* [Task details] Reproduce only the lines from the one containing "The call MUST return, for every instance of the hilltop, the" through the end of the records, both included, multiplying each answer coordinate by 0.2 and rounding to whole numbers, with halves rounded up. Copy every other line and every number outside the answer coordinates unchanged.

======

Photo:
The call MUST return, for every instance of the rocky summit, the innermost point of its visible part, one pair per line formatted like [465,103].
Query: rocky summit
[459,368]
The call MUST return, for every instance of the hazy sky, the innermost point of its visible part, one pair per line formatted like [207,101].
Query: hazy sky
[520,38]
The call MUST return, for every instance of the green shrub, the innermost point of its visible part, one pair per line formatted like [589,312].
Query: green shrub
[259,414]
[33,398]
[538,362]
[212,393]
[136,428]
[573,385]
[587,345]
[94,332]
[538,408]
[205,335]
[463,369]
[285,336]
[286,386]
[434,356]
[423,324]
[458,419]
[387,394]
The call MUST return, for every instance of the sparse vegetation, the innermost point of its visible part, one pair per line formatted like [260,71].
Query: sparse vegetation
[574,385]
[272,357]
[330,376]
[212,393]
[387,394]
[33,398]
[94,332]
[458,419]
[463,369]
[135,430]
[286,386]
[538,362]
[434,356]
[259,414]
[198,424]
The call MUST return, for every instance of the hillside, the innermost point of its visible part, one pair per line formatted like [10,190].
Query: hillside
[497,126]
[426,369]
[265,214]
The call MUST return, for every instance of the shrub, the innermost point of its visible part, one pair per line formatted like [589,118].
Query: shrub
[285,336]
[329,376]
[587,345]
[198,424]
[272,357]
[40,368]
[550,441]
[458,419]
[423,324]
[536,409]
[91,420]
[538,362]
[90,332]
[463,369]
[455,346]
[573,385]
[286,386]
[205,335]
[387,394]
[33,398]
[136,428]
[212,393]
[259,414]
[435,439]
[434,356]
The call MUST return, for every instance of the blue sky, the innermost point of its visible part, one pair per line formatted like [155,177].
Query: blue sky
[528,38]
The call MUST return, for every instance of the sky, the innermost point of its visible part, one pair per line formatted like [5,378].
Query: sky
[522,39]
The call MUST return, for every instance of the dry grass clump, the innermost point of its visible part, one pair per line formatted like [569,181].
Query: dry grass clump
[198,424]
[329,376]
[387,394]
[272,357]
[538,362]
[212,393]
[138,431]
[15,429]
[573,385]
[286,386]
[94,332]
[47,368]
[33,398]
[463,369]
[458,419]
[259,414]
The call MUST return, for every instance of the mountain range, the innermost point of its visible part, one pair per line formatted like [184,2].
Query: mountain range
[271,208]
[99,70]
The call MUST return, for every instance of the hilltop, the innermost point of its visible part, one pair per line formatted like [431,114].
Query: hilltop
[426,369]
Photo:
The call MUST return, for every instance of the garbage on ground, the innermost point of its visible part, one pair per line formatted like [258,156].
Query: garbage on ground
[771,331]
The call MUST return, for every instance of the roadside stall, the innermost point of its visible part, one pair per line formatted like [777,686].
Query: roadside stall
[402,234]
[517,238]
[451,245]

======

* [Reply to the exercise]
The call MUST return, for every instance of the hilltop, the innermost point of its visible part, one pair per line formatted like [431,114].
Query: hilltop
[85,74]
Photo:
The call MUST return, for every instance of the garbage on ground, the innermost point of its visible part, one pair per line formatted like [258,156].
Query: garbage on ground
[154,66]
The call MUST return, for every instance of the roadside stall, the innermost point of its visible part, one pair per line formatted like [777,686].
Query: roadside stall
[80,47]
[103,48]
[90,49]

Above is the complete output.